## TASK SET
1. Translate this sentence from the article on Cuban music into Spanish: "Tiff is one of the best, and most knowledgeable DJs specialising in Latin music in Scotland."
2. Resume the article on Cuban music, picking up right after its final sentence.

## PASSAGE PROVIDED
□ □ □ □ □
Here at Havana Glasgow Film Festival, we love to party – which we’ll be doing in style at the CCA on Friday, with an evening celebrating Cuban music. We;ll have live conga drumming from Eric Alfonso, and a special DJ set from Tiff Griffin and Martin Law.
Tiff is one of the best, and most knowledgeable DJs specialising in Latin music in Scotland. We caught up with him, and asked him how he got into Latin music. He recalls, “It was a long time ago, and it was very random. I remember my brother, who’s the most unCuban, unLatino spirit you could ever think of, had vinyl, and you know when your older brother moves out, and you gradually pick your way through their vinyl to see what they’ve got? He had two Latin albums, on of Cuban salsa, and one of Brazilian samba. I’ll admit I put the samba one on first, because it had a picture of a very beautiful Brazilian woman on a beach – I was growing up in suburban Glasgow, and it brought a riot of rhythm and colour and swinging hips you didn’t get in Glasgow growing up in the late 80s. It’s one of those times when your head just opens.”
This was in the days before YouTube and Google, so Tiff found himself on the trail of rare vinyl in record shops, where you actually had to “talk to people. Gradually I started to find my way through what is a very big genre, which goes from Argentinian music up to Mexico, but comes under the umbrella ‘Latin’. During that period, The Havana Social Club happened, which gave me a reference point for Havana big band orchestras, where they would have singers in grand ballrooms – I really love that. I became a Latin DJ in a couple of venues, and at various Latin nights.”
Cuban music is very distinctive, with a musical palette all its own, although as with many genres of music, Tiff thinks that you can trace its roots to Africa.“I think in the same way that the heartbeat of Brazilian music is in Bahia, because it still has the most influence from its African roots, in Cuban music – though you might not be aware of it – you’re hearing the rhythms and call and response, which gives it a swing, as much rhythmic as melodic, that pulls people in.”
Tiff’s favourite music from Cuba, what he believes to have been the Golden Age for the island, dates mainly to the 40s and 50s, and pre-revolutionary music. “There was a time when the bands were bigger, there would have been more money (because of tourism) that went from the late forties to the early sixties.”
Post revolution, the music became starker, the lyrics less romantic and more social realist, a move Tiff slightly regrets. “It became slightly less romantic, less innocent. That ballroom style you associate with Buena Vista Social Club, bolero, the slower numbers – there was a cultural shift, everything became more gritty there was a new realism. It was a difficult time for a lot of Cubans, with the economic embargo amongst other things.”
□ □ □ □ □
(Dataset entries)
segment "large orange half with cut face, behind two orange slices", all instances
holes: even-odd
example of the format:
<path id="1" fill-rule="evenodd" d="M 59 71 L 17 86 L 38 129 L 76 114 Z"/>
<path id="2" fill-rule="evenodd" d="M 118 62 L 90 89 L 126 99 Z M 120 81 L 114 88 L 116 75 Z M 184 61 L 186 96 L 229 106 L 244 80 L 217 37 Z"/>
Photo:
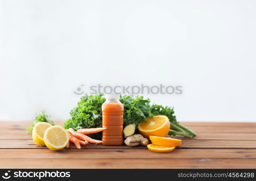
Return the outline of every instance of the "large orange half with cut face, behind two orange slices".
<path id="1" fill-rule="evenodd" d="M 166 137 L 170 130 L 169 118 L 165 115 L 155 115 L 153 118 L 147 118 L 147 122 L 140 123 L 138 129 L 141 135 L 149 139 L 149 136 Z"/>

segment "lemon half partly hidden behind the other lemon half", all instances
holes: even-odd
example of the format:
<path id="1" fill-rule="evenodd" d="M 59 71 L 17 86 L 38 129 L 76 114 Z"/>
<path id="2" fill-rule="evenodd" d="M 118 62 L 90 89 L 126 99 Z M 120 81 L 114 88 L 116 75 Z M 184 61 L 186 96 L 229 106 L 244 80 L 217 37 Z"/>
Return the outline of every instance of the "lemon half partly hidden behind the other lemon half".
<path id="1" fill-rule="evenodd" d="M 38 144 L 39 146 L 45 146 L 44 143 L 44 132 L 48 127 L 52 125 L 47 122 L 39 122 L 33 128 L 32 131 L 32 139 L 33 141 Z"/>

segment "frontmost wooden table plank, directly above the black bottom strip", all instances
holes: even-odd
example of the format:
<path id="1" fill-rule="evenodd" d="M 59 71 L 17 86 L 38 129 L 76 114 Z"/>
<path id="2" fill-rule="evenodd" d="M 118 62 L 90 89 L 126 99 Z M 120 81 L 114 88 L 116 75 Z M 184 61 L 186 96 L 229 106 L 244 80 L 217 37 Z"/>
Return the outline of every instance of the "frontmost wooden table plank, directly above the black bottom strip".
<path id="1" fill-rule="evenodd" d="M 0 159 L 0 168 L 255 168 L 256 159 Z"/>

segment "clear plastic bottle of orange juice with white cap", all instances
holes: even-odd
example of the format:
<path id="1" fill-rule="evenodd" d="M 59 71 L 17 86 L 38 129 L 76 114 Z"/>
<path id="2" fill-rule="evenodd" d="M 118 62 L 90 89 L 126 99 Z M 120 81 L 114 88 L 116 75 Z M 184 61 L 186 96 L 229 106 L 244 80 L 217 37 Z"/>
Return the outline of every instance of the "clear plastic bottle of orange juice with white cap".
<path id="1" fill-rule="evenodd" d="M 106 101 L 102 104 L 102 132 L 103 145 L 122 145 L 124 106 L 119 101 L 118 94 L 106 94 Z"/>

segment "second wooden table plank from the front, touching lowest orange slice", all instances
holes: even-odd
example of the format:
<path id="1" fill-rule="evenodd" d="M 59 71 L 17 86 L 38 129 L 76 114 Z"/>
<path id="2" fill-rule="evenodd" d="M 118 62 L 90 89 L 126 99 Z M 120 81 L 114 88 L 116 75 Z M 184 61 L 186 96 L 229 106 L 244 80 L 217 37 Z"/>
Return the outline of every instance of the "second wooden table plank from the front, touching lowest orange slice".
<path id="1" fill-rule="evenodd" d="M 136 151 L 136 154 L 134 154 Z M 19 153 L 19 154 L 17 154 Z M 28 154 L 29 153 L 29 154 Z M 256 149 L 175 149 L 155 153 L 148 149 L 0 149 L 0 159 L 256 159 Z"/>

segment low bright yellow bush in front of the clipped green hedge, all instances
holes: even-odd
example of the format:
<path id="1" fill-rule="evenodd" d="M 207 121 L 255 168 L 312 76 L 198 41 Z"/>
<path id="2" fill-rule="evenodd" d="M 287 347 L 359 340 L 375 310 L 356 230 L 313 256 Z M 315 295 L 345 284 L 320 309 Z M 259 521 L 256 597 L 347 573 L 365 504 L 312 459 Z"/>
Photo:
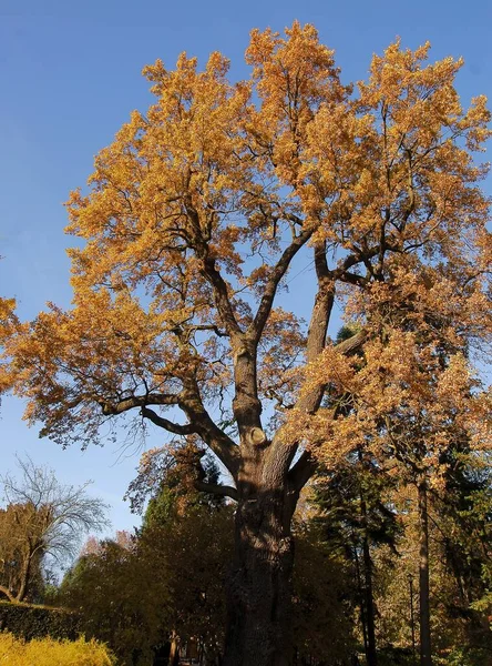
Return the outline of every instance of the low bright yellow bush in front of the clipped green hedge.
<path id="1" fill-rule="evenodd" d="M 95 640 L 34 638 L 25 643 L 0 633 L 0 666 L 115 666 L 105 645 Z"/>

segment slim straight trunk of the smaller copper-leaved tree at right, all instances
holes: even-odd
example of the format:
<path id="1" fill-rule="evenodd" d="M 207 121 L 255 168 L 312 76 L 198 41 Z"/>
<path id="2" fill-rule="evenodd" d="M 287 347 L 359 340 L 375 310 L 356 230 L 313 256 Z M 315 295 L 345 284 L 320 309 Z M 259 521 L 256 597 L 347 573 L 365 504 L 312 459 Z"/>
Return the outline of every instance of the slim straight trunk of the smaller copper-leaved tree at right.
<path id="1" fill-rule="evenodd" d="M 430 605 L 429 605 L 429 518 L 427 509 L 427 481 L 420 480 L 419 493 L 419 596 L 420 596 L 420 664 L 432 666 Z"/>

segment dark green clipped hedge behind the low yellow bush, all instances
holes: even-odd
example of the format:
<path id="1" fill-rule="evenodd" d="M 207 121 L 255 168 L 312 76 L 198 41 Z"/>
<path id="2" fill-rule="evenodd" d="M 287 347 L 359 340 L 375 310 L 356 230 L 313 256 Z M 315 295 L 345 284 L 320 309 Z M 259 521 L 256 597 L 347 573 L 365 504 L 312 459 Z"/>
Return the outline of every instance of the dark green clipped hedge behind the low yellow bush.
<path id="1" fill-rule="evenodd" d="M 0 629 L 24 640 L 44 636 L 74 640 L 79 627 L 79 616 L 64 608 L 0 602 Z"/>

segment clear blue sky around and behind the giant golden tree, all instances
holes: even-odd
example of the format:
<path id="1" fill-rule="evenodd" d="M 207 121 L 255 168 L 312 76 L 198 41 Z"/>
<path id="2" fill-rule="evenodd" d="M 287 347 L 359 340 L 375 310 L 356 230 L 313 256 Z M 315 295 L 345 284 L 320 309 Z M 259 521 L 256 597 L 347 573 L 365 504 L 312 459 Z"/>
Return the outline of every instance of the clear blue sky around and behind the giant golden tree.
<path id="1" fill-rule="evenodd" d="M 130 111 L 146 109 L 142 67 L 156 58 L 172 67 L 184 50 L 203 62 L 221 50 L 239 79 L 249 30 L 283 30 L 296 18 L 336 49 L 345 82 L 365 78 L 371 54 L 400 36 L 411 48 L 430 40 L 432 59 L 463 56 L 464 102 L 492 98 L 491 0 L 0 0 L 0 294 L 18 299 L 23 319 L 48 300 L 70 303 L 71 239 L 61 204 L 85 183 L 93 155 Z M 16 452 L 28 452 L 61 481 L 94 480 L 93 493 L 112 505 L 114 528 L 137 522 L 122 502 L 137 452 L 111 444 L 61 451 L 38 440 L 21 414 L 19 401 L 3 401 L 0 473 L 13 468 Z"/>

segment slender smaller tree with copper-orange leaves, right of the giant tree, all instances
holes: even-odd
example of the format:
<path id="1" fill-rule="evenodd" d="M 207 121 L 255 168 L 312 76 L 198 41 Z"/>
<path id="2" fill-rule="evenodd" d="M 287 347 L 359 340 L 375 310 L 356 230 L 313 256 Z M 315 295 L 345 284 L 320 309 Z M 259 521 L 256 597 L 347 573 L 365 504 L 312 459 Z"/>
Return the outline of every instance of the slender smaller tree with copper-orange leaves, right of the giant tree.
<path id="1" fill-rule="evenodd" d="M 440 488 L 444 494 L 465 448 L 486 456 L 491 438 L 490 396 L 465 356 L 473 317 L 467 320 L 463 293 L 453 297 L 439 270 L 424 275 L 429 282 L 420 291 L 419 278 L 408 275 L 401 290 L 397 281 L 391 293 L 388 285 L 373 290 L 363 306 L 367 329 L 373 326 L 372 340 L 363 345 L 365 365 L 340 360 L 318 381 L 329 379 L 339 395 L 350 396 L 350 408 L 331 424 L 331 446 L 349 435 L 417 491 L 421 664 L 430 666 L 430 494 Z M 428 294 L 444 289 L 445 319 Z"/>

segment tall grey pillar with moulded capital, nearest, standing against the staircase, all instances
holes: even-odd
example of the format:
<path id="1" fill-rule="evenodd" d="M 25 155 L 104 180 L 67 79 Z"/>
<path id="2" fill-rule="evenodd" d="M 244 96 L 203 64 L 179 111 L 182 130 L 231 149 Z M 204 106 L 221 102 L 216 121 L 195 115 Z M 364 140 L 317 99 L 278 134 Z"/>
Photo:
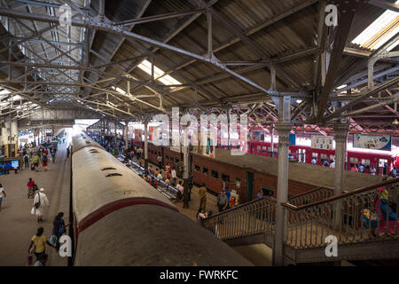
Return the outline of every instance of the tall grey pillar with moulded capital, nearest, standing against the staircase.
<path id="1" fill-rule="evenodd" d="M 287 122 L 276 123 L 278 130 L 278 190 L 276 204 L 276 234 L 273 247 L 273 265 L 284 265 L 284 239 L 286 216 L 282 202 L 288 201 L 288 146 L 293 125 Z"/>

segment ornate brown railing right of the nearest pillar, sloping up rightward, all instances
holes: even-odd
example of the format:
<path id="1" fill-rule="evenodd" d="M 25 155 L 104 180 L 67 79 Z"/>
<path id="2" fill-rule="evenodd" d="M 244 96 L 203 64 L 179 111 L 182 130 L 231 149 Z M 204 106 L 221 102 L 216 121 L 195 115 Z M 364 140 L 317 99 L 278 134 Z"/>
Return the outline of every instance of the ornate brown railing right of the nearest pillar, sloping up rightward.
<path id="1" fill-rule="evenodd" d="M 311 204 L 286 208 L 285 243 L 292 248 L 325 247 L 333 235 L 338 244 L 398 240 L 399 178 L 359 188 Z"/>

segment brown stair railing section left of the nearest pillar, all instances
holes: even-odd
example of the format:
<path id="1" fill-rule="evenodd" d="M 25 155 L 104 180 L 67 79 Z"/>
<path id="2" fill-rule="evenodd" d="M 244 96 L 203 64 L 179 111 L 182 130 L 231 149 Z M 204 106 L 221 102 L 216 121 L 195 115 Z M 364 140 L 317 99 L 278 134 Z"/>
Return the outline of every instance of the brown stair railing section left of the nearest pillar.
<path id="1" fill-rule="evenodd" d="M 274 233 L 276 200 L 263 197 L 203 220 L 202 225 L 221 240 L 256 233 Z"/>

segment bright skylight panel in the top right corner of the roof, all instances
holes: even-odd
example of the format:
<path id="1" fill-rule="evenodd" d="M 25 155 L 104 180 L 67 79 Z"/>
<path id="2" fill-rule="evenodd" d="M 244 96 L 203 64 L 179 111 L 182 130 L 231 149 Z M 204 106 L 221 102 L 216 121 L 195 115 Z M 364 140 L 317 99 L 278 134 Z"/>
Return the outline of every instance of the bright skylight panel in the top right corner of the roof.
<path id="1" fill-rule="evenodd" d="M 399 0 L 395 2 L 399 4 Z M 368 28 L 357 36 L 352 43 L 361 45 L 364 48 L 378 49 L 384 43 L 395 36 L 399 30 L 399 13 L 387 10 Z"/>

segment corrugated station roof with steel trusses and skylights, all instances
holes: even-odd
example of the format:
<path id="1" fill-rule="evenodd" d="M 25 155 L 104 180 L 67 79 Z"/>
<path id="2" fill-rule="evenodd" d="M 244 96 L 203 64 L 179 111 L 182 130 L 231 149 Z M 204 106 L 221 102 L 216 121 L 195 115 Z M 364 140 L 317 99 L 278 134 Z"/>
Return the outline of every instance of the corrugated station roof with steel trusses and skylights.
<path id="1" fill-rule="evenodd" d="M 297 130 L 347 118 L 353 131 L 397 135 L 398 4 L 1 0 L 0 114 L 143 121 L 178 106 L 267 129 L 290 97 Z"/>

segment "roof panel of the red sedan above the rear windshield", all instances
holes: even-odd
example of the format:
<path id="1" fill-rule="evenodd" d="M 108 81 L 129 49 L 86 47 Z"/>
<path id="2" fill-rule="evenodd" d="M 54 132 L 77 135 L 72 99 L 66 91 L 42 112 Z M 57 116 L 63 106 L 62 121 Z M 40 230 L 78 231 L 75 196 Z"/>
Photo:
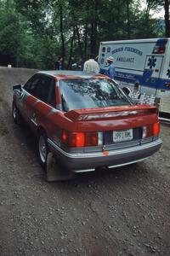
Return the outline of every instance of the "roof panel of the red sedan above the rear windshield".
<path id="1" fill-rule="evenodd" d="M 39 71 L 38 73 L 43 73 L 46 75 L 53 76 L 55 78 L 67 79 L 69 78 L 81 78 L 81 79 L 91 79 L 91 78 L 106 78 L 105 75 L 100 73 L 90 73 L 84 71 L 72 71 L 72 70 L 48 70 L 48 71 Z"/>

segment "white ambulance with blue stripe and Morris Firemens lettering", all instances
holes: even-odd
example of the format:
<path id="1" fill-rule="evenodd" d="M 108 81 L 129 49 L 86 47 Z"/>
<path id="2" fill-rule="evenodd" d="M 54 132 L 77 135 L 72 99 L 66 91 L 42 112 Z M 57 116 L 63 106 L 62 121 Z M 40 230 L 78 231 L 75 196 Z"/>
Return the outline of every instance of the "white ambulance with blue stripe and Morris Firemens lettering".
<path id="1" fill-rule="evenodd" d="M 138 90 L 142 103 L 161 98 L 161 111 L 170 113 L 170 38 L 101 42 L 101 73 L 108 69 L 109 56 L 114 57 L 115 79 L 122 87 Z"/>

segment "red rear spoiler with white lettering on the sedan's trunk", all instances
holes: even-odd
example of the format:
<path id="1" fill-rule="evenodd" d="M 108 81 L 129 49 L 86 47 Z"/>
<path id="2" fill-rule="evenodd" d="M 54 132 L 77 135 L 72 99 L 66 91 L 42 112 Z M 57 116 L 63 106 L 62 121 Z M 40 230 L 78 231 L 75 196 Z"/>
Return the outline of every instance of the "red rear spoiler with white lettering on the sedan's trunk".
□ □ □ □ □
## RESPONSES BY ITEM NUMBER
1. Tiff es uno de los mejores y más entendidos DJ especializados en música latina en Escocia.

2.
“I think there was a rejection of the opulence, the more lavishly romantic, more intricate genres, that were associated with Batista and the gambling and the casinos, so it was something of a Year Zero. Though I think the stripping back of arrangements and size of the bands was partly for economic reasons, I think it was partly ideological as well.”
Paradoxically, while an embargo was imposed on the country by the US to isolate it form the world, the waves on emigration to the States in the wake of the revolution would spread the influence of Cuban music further.”
“The big band orchestras fell away because there wasn’t any money, and a lot of the musicians went abroad. So, what’s interesting is that, out of something culturally traumatic, it sent Cuban music further across the globe than it might have done, to Miami for instance, where it’s become a huge cultural influence, on reggaetón, you wouldn’t have had Gloria Estefan, you wouldn’t have had Jellybean Benitez.
“A lot of the Cuban musicians then turned up in New York, and met up with Puerto Rican musicians and you got the Nuyorican sound But they would be part of a melting pot which would also influence genres like boogaloo. So these political and cultural events became hugely influential.”
When asked to name his favourite Cuban musician, he mentions Beny Moré, who epitomises the big band sound of the 40s and 50s. Tiff has to add, however, ”Also, you can’t talk about Cuban music without talking about Celia Cruz, who became a figurehead, an incredibly stong powerful woman with an amazing voice and stage presene. She was a real bridge at that time, during what was a cultural Cold War,because she was popular with Americans but still acceptable to Cubans. La Vida es un carnaval is such a part of Cuban culture, a recognition that life is hard, but our views don;t need to be ground down by this, and a refusal to change your character.”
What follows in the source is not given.